__Supplied text__
_ _ _

The repo also notes that the R1 series may sometimes bypass a full thinking pattern, and suggests forcing the model to begin with <think>\n when you want stronger reasoning behavior.

That is a strong reminder that local quality depends on:

prompt style
serving stack
model variant
decoding configuration

not just on whether the model weights exist on your disk

Where Community Tools Fit In

Tools like Ollama, LM Studio, Open WebUI, and desktop chat wrappers can still be useful. But if you care about accuracy, reproducibility, and alignment with what the model authors documented, the right order is:

understand the official distill model lineup
understand the official usage recommendations
choose your community wrapper only after that

That avoids a common mistake:

blaming the model for behavior that actually comes from a wrapper, quantized conversion, or unsupported serving path

A Practical Decision Framework

Use this before you start:

Choose a model target

want the easiest local experiment: start with a small distill model
want stronger reasoning quality and can afford heavier infra: move up the distill stack
want to study the flagship R1 family itself: treat it as an infrastructure project, not a casual desktop install

Choose a serving path

want the closest path to official guidance: start with vLLM or SGLang
want convenience over purity: a desktop/local wrapper may still be fine, but accept that it is not the official path

Tune expectations

“runs locally” does not mean “runs well”

_ _ _

__Problem statement__
According to the text on running R1 models locally, which serving options should you start with for the closest path to official guidance? The data after this has nothing to do with the text.

__Recorded data__

_ _ _

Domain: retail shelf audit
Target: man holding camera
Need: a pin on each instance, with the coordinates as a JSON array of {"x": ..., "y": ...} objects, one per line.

_ _ _

__Solved problem__
vLLM or SGLang.